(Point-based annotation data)
[BEGIN]

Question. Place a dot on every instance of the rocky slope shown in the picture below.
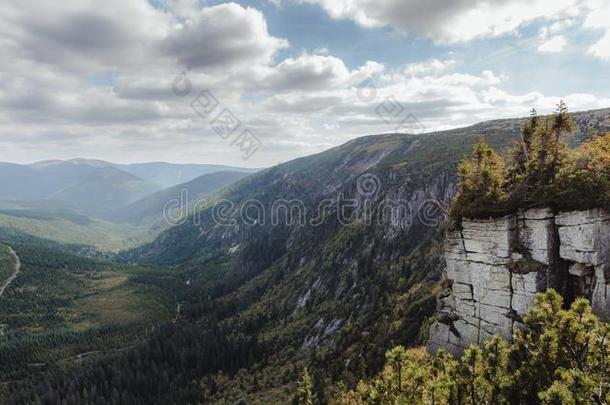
(347, 291)
(495, 267)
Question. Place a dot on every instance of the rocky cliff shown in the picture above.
(495, 267)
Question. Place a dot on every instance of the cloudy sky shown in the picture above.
(271, 80)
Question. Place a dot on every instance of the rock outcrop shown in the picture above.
(495, 267)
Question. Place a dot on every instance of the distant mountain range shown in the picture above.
(113, 205)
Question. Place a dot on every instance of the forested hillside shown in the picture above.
(262, 297)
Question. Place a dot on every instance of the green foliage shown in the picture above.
(305, 389)
(584, 182)
(481, 183)
(560, 357)
(541, 171)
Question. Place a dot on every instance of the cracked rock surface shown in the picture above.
(496, 266)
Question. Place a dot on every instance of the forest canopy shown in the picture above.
(560, 357)
(540, 171)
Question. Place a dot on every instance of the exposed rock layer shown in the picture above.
(495, 267)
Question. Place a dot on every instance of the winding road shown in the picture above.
(15, 272)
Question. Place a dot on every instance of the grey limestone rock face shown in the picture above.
(496, 267)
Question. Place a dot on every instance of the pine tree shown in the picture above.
(305, 389)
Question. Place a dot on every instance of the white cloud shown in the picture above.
(551, 44)
(599, 19)
(449, 21)
(69, 92)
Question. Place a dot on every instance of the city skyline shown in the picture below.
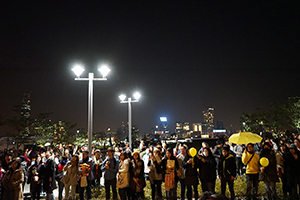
(181, 56)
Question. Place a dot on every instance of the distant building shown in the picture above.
(219, 125)
(178, 127)
(208, 116)
(197, 127)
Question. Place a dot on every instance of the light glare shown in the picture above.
(122, 97)
(137, 95)
(104, 70)
(163, 119)
(78, 69)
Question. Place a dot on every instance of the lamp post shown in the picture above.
(129, 101)
(104, 70)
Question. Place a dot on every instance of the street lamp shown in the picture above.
(129, 101)
(104, 70)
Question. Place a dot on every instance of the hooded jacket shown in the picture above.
(227, 166)
(253, 166)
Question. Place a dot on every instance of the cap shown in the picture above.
(136, 151)
(226, 148)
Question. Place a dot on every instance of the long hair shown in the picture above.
(77, 160)
(171, 152)
(209, 151)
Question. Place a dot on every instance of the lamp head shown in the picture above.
(104, 70)
(122, 97)
(137, 95)
(78, 69)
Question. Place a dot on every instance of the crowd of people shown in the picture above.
(126, 171)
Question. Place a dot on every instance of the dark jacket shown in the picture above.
(227, 166)
(164, 166)
(291, 168)
(191, 173)
(90, 162)
(110, 173)
(137, 171)
(49, 173)
(270, 172)
(208, 169)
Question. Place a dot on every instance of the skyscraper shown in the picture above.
(208, 116)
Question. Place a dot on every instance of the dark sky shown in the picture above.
(183, 56)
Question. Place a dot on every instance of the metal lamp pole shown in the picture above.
(91, 79)
(129, 101)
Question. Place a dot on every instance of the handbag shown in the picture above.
(178, 172)
(83, 181)
(123, 180)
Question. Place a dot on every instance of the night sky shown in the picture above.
(183, 56)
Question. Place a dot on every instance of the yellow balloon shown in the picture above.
(264, 161)
(193, 152)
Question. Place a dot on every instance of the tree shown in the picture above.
(21, 128)
(63, 132)
(81, 137)
(43, 128)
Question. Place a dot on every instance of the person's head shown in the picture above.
(85, 154)
(15, 164)
(110, 152)
(9, 156)
(204, 144)
(75, 158)
(297, 142)
(164, 145)
(219, 143)
(156, 152)
(293, 148)
(225, 150)
(123, 155)
(67, 152)
(136, 154)
(64, 157)
(206, 151)
(182, 150)
(250, 147)
(97, 153)
(283, 148)
(267, 145)
(48, 154)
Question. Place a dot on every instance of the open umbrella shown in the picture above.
(244, 138)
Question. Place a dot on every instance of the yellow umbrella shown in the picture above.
(244, 138)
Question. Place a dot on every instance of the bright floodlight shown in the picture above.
(104, 70)
(137, 95)
(122, 97)
(78, 69)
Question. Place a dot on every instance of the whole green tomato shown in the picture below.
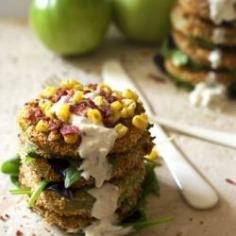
(70, 27)
(145, 21)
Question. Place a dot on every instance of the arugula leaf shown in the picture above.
(179, 58)
(15, 180)
(20, 191)
(72, 175)
(150, 184)
(11, 167)
(36, 192)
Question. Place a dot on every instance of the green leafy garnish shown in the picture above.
(150, 184)
(15, 180)
(72, 175)
(36, 192)
(179, 58)
(20, 191)
(11, 167)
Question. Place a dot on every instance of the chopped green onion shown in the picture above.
(20, 191)
(179, 58)
(12, 166)
(36, 192)
(29, 159)
(147, 223)
(15, 180)
(72, 175)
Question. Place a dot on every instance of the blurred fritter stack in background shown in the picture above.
(203, 53)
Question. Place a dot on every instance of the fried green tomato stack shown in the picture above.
(204, 42)
(50, 159)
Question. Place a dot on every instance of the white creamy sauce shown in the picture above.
(206, 92)
(222, 10)
(219, 36)
(96, 142)
(215, 58)
(104, 210)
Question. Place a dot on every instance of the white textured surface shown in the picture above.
(14, 8)
(25, 64)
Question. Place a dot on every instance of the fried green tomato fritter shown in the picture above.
(191, 77)
(50, 130)
(195, 27)
(201, 55)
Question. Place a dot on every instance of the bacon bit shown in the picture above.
(54, 124)
(87, 91)
(34, 114)
(80, 108)
(19, 233)
(106, 112)
(156, 78)
(108, 97)
(69, 129)
(111, 99)
(69, 95)
(230, 181)
(60, 92)
(92, 86)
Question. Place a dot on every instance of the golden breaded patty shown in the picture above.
(193, 77)
(202, 55)
(122, 164)
(46, 146)
(63, 211)
(199, 8)
(195, 27)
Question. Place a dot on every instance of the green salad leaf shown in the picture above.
(11, 167)
(72, 175)
(179, 58)
(150, 184)
(36, 192)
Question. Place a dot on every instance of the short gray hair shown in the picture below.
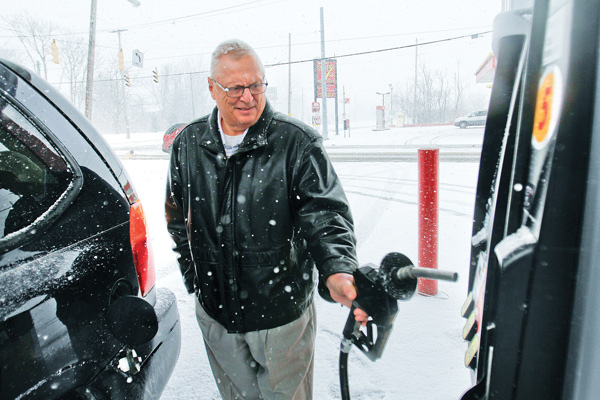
(235, 48)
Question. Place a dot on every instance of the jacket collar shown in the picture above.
(256, 136)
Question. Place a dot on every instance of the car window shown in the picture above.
(33, 174)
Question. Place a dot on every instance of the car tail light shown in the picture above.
(140, 246)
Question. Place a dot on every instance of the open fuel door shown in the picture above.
(536, 185)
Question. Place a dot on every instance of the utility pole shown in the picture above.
(89, 85)
(192, 91)
(90, 70)
(122, 83)
(323, 77)
(290, 75)
(415, 91)
(391, 105)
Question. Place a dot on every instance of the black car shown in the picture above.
(80, 316)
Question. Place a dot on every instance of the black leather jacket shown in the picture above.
(247, 228)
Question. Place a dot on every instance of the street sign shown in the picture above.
(137, 59)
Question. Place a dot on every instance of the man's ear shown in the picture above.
(211, 88)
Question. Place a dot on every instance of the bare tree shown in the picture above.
(35, 36)
(74, 59)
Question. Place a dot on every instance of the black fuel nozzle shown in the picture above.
(378, 293)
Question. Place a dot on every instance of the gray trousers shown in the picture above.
(271, 364)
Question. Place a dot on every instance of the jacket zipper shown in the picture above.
(236, 317)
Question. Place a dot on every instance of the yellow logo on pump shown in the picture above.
(547, 107)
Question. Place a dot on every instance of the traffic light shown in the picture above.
(121, 61)
(54, 48)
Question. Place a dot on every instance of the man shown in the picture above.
(253, 204)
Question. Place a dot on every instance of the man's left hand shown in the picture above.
(342, 290)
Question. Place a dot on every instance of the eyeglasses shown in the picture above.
(238, 91)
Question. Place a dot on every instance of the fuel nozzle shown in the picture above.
(378, 291)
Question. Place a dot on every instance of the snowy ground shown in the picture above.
(424, 355)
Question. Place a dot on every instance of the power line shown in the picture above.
(408, 46)
(471, 35)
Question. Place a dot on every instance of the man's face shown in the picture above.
(240, 113)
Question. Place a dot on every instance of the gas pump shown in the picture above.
(536, 211)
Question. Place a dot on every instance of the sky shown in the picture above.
(186, 31)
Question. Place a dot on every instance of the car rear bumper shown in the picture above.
(142, 372)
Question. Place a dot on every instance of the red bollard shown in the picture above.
(428, 217)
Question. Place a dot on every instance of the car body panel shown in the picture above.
(60, 273)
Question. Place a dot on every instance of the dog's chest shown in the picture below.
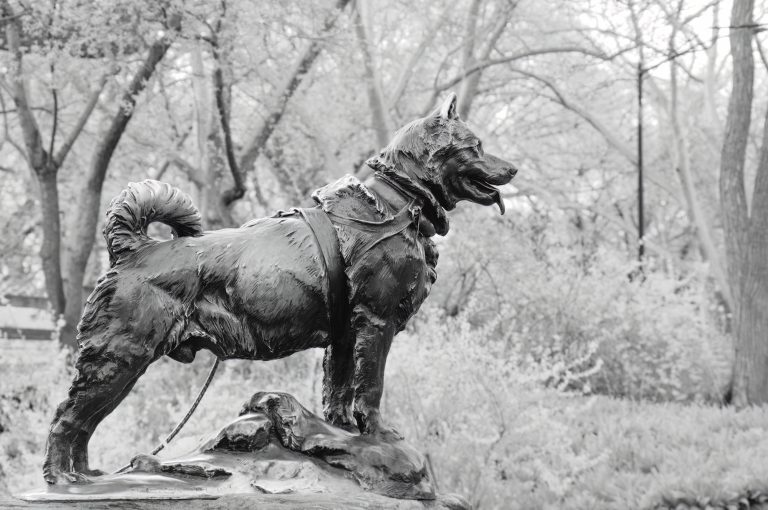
(390, 266)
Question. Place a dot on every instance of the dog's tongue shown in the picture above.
(499, 201)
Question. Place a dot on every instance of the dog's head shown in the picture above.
(442, 162)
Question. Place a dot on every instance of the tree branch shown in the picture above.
(93, 100)
(597, 124)
(36, 154)
(257, 143)
(517, 56)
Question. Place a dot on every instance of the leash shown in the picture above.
(186, 418)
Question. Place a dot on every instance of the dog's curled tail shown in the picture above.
(142, 203)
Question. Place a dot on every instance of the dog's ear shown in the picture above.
(377, 162)
(448, 108)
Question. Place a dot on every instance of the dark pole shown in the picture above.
(640, 219)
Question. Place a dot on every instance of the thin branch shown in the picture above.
(596, 123)
(32, 140)
(55, 112)
(305, 62)
(61, 154)
(517, 56)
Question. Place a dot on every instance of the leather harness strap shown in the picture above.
(328, 242)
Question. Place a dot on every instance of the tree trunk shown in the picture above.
(746, 236)
(375, 99)
(50, 249)
(264, 132)
(88, 216)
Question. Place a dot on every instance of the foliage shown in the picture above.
(492, 433)
(651, 337)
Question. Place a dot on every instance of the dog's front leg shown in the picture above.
(373, 337)
(338, 368)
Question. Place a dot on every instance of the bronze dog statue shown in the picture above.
(345, 276)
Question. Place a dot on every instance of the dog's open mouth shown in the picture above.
(485, 192)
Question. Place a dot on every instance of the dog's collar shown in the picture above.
(433, 220)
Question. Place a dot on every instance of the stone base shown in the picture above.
(277, 454)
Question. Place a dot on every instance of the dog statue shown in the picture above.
(345, 276)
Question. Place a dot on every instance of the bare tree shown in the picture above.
(746, 232)
(44, 161)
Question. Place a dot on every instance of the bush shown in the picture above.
(656, 338)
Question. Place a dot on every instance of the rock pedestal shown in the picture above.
(276, 454)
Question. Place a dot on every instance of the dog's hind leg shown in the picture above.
(105, 375)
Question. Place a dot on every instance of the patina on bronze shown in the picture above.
(354, 281)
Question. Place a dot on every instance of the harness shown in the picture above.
(325, 235)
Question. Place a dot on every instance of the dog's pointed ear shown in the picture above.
(376, 162)
(448, 109)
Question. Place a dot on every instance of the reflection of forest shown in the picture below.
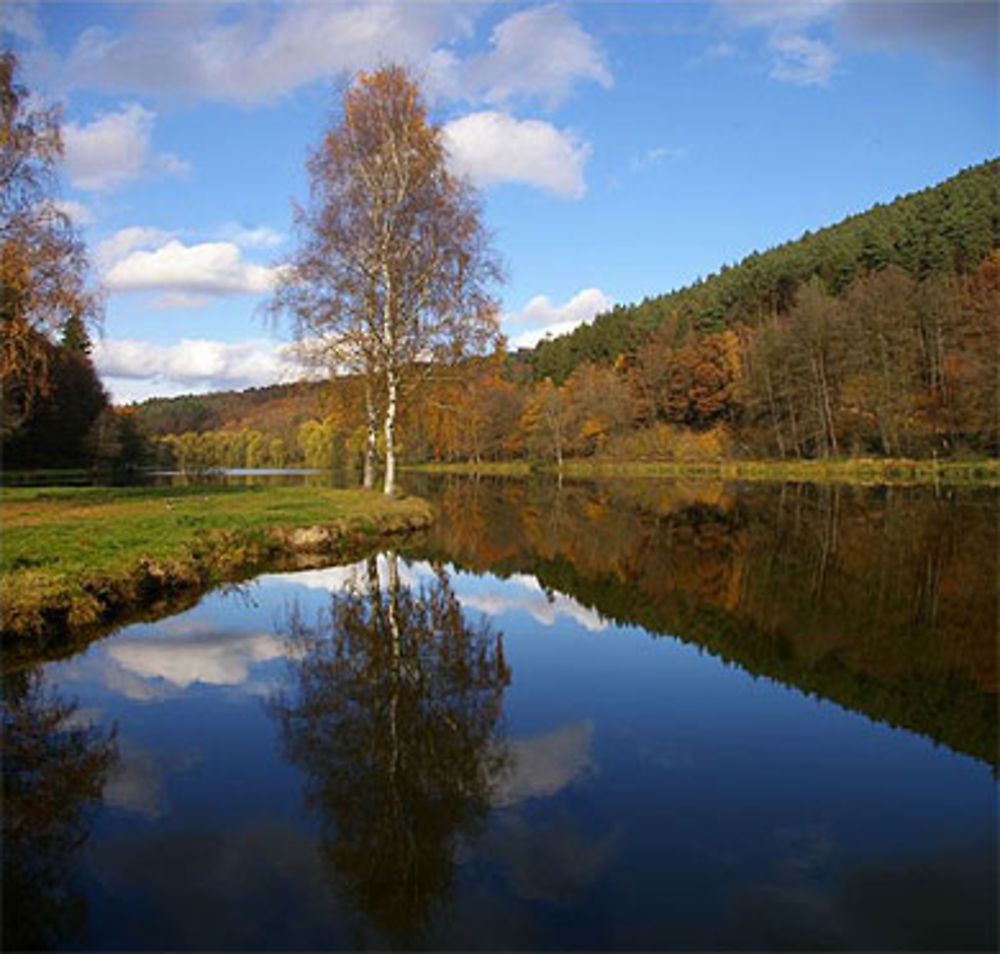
(54, 770)
(881, 599)
(393, 714)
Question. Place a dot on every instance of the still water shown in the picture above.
(590, 717)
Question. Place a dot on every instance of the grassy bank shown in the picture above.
(77, 557)
(839, 470)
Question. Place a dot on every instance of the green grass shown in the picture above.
(72, 556)
(834, 470)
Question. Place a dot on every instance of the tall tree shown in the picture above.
(395, 267)
(43, 268)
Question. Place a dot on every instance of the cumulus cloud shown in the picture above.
(209, 268)
(541, 52)
(134, 370)
(115, 149)
(541, 318)
(221, 659)
(492, 147)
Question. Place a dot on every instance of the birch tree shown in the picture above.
(394, 269)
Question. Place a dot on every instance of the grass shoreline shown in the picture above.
(80, 558)
(835, 470)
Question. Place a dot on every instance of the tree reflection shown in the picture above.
(884, 600)
(394, 717)
(54, 770)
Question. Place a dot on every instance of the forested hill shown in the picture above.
(945, 229)
(275, 410)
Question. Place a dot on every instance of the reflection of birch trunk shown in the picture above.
(395, 652)
(372, 438)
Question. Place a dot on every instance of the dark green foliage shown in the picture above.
(945, 229)
(55, 433)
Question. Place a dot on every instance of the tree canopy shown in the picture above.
(394, 267)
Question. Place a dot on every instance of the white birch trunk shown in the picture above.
(391, 386)
(372, 439)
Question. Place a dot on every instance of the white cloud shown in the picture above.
(221, 659)
(252, 54)
(209, 268)
(492, 147)
(543, 765)
(526, 594)
(134, 370)
(114, 149)
(256, 53)
(801, 60)
(114, 249)
(543, 319)
(540, 52)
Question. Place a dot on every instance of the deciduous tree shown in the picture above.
(394, 267)
(43, 268)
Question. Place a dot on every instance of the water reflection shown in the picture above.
(884, 600)
(393, 714)
(55, 766)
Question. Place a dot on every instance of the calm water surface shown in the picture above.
(639, 717)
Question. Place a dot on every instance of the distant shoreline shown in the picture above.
(833, 470)
(81, 558)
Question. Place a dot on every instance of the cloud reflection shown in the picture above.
(543, 765)
(520, 592)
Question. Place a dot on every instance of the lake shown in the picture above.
(648, 715)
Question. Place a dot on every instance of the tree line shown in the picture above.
(54, 411)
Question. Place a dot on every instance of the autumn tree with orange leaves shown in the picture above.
(43, 267)
(394, 267)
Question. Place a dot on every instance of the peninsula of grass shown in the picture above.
(854, 470)
(80, 557)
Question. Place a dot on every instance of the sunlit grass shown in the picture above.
(66, 547)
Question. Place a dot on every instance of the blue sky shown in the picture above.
(622, 149)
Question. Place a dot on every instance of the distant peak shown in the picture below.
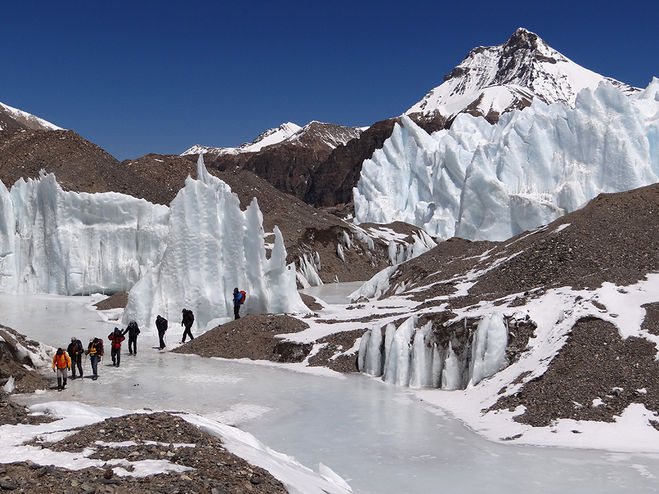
(523, 39)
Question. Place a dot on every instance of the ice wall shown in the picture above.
(54, 241)
(413, 356)
(482, 181)
(212, 247)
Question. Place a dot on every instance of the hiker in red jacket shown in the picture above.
(115, 339)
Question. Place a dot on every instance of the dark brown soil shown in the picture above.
(612, 239)
(594, 363)
(252, 337)
(13, 414)
(213, 469)
(14, 364)
(336, 344)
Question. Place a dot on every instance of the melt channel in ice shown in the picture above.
(212, 247)
(414, 356)
(490, 182)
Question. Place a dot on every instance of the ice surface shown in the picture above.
(488, 350)
(191, 254)
(482, 181)
(413, 356)
(379, 438)
(212, 247)
(55, 241)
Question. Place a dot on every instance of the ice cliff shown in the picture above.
(212, 247)
(409, 355)
(55, 241)
(191, 254)
(482, 181)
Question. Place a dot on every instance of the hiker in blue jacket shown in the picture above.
(237, 297)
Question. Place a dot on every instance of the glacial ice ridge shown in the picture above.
(490, 182)
(191, 254)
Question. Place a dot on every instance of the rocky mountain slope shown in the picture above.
(490, 81)
(288, 163)
(312, 237)
(563, 296)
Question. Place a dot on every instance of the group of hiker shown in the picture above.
(71, 359)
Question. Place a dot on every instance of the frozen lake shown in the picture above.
(379, 438)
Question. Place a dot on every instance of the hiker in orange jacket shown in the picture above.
(61, 363)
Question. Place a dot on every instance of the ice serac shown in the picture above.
(492, 80)
(68, 243)
(416, 356)
(488, 349)
(490, 182)
(212, 247)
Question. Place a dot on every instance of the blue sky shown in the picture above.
(140, 77)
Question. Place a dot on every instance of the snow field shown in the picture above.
(491, 182)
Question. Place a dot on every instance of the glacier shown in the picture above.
(212, 247)
(414, 355)
(190, 254)
(69, 243)
(490, 182)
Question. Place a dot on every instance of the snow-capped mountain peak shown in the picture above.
(11, 117)
(314, 134)
(267, 138)
(494, 79)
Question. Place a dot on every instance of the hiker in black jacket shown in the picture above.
(161, 324)
(188, 319)
(133, 330)
(75, 352)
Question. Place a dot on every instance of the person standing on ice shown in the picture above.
(133, 330)
(95, 351)
(61, 363)
(161, 325)
(188, 319)
(115, 339)
(237, 300)
(75, 352)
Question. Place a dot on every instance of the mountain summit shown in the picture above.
(314, 135)
(494, 79)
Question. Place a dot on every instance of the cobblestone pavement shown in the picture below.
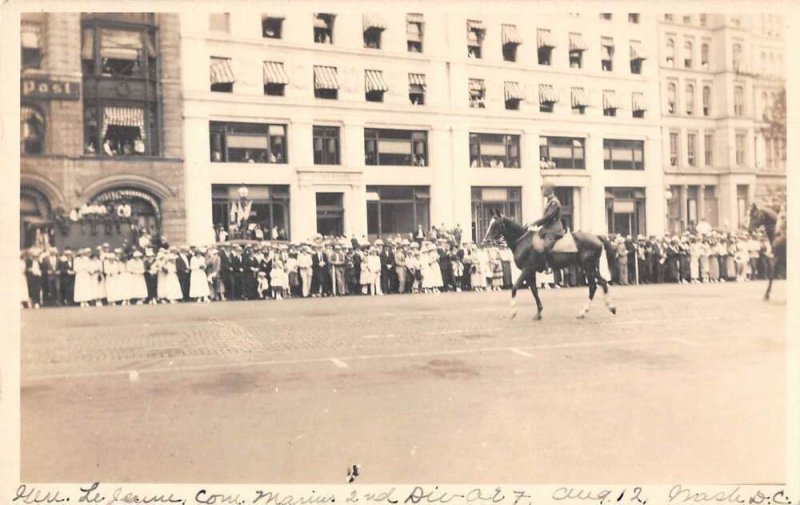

[END]

» Work required
Swap "jacket" for "coat" in the lines from the one with "Question. Place a dot on every instance of the glacial" through the end of the records, changing nothing else. Give only those lines and omit the pictures.

» Complete output
Question. Place a dot on every instance of the glacial ice ridge shown in the picture above.
(490, 182)
(191, 254)
Question. Place a dot on every instance of the rocky mountain slope shown in the picture above.
(490, 81)
(288, 163)
(312, 237)
(563, 296)
Question. Place a dot on every instance of the group of hiker shown in the picture above.
(71, 359)
Question. Place a dot on every instance of the frozen lake shown in the picture above.
(379, 438)
Question. Place a dot on every instance of the hiker in orange coat shown in the picture above.
(61, 363)
Question. Place a dot on every instance of the ice serac shown in the picture above.
(492, 80)
(68, 243)
(416, 356)
(488, 349)
(490, 182)
(212, 247)
Question. Place a dot on every instance of the blue sky shown in the picture above.
(140, 77)
Question. Place a dot on every instance of the snow field shown in the picture above.
(491, 182)
Question. Place a dot on every instance of the glacier shown in the picture above.
(212, 247)
(414, 355)
(190, 254)
(69, 243)
(490, 182)
Question. Place a dot on every instance of the snow-capped mountain peak shown in the picture above.
(11, 117)
(314, 134)
(267, 138)
(494, 79)
Question. Place a dot on every instance of the hiker in black coat shown in the picture above.
(161, 324)
(188, 319)
(133, 330)
(75, 352)
Question. Place a dot on every instance of the person standing on ice shown in the picture above.
(133, 330)
(95, 351)
(61, 363)
(161, 325)
(188, 319)
(115, 339)
(237, 300)
(75, 352)
Question. Place a dot on every instance of the mountain summit shown in the picture above.
(314, 135)
(494, 79)
Question. Place a dot on every instance of the cobblestone pavement shown in the picture below.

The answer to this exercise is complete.